QUOTED PASSAGE:
>>

# Anyone else own an Old Smokey Electric?



## joelq (Jun 21, 2007)

The only other member that I've seen post about his is ChargerPower, but looks like he hasn't been around the past year. :-/

If you have any experience with Old Smokey, please let me know - the guidelines for smoking that I've read here don't jive with the guidelines in the Old Smokey's manual. For example, the recipe in the Old Smokey manual calls to cook brisket for 30 minutes/lb, and set it on "high" which, according to the manual is approx 300*F. Other recipes, including that one I use when I cook brisket in the oven calls for 1.25 hours/lb at around 250*F.

One of my questions is - wouldn't the Old Smokey brisket be tough? Is the discrepancy caused by the fact that the Old Smokey has no vents?


----------



## larry maddock (Jun 23, 2007)

maybe someone can remeber who it is..
when i try the search funtion --it shows other stuff...

anyhow--
the person said until he vented his unit...
it cooked to fast....

also didnt get enough smoke.

i hope they show up for you...


----------



## newoldsmoker (Jul 2, 2007)

Having suffered with a cheap charcoal water smoker for long enough I looked around for good (cheap) electric smoker.  Based on my research I decided to try the Old Smokey.  Picked it up on line from the Cunningham's store link on their web sight with a 2" Thermometer you can install in the lid.  Total price with shipping was $133.95.  OK...not really cheap but your not going into business yet either.  
Just received it this last weekend (3 days Fedex ground), put it together (real easy), followed the break-in instructions and did a beautiful moist smoked turkey breast.  I'm planning a brisket or ribs for the 4th.
It was so easy compared to all the fussing with the charcoal and water(this uses *no* water).  Follow the directions...just put in your choice of wood chips, meat and adjust the temperature with the thermometer and go relax(or mow the lawn etc.)  You can cook it fast or slow.  Don't forget to use a thermometer in the meat and check occasionally.
I'll try to follow up with more info on it as I learn it's idiosyncrasies.

newoldsmoker

PS - Don't vent it! Just adjust the temp with the rheostat.

<<

JOB:
Answer these questions using the forum thread:
1. According to the Old Smokey manual's recipe, how long per pound should brisket cook?
2. What total price, including shipping, did newoldsmoker pay?
3. Instead of venting, what does newoldsmoker say to use to adjust the temperature?

ENTRIES SUPPLIED:
>>

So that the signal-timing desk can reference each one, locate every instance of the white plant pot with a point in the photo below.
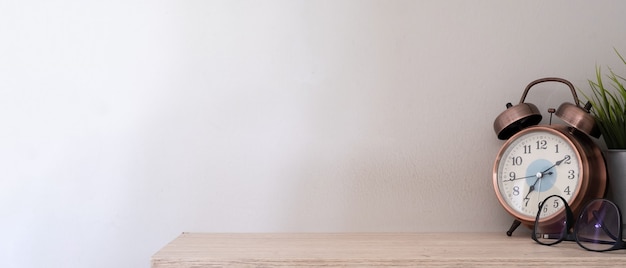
(616, 168)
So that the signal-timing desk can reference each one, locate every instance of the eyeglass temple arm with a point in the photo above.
(514, 226)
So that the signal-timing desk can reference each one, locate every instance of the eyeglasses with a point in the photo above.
(597, 228)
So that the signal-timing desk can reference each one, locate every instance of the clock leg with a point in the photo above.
(514, 226)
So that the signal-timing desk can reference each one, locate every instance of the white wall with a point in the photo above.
(125, 123)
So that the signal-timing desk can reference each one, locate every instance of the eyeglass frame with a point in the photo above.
(568, 235)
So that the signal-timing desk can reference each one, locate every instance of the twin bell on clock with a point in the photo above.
(537, 161)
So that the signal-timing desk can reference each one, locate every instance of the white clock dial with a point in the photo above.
(534, 166)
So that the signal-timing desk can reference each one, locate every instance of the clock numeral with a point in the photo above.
(512, 176)
(542, 145)
(568, 159)
(517, 160)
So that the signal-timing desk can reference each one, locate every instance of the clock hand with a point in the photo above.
(557, 163)
(532, 187)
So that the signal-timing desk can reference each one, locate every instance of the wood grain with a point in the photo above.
(374, 250)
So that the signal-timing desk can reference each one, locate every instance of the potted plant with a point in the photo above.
(608, 101)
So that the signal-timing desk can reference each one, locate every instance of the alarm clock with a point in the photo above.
(537, 161)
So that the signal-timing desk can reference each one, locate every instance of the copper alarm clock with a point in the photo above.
(537, 161)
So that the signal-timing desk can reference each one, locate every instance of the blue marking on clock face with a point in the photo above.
(538, 166)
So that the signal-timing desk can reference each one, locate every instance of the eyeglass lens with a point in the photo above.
(598, 227)
(551, 225)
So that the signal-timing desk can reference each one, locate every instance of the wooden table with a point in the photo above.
(375, 250)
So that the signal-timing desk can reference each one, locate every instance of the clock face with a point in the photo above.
(533, 165)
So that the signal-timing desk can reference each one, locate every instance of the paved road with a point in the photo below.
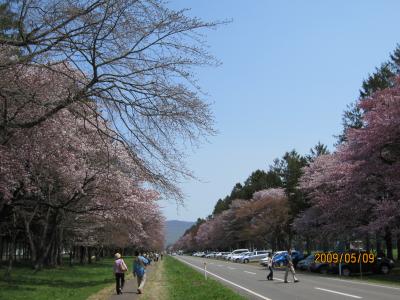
(250, 281)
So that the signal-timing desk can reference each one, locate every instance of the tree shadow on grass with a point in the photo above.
(16, 283)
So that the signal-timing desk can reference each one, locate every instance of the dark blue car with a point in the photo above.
(280, 259)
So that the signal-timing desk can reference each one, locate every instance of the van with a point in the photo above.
(235, 252)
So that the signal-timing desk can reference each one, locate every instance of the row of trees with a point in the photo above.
(95, 97)
(322, 200)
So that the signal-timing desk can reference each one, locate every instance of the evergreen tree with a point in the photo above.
(8, 20)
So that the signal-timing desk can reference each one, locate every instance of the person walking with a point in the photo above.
(139, 271)
(289, 266)
(269, 265)
(119, 269)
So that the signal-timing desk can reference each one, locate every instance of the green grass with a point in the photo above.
(184, 282)
(77, 282)
(393, 278)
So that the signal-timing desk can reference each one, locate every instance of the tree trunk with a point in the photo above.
(89, 252)
(389, 243)
(398, 246)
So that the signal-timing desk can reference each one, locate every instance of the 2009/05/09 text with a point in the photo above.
(344, 257)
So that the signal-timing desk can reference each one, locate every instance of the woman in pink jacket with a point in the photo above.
(119, 269)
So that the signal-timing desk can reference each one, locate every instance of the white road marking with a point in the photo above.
(226, 280)
(370, 284)
(250, 272)
(339, 293)
(279, 279)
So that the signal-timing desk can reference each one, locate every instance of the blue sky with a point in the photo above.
(289, 68)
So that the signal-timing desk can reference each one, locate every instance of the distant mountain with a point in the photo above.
(174, 230)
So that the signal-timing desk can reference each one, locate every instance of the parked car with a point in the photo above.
(210, 255)
(263, 261)
(279, 259)
(254, 256)
(238, 257)
(199, 254)
(220, 255)
(304, 264)
(235, 252)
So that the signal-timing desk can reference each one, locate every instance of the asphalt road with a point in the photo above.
(250, 281)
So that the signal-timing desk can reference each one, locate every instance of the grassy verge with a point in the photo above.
(155, 287)
(184, 282)
(77, 282)
(393, 278)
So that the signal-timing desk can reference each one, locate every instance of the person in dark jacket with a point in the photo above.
(119, 269)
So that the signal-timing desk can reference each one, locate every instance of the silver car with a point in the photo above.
(254, 256)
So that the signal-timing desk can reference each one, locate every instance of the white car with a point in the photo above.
(220, 255)
(210, 255)
(254, 256)
(238, 257)
(263, 261)
(235, 252)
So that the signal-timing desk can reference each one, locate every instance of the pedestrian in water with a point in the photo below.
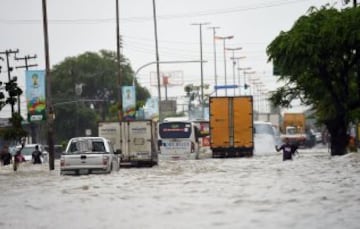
(36, 155)
(18, 158)
(5, 155)
(288, 149)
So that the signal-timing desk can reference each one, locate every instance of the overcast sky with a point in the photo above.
(77, 26)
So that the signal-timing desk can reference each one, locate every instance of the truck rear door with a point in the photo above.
(219, 122)
(243, 121)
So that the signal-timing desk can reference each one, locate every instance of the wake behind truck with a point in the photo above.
(136, 140)
(231, 126)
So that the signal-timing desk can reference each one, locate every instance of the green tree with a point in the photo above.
(319, 59)
(84, 91)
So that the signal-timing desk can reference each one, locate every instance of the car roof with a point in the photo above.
(262, 122)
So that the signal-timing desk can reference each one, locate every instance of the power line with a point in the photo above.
(161, 17)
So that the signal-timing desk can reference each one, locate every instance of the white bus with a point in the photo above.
(179, 140)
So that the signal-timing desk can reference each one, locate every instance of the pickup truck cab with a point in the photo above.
(89, 155)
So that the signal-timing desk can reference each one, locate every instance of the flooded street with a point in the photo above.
(313, 191)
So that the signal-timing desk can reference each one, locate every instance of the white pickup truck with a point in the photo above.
(85, 155)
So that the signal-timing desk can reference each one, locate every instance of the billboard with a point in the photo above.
(129, 102)
(35, 95)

<<

TASK RESULT:
1. 30 minutes per pound
2. $133.95
3. The rheostat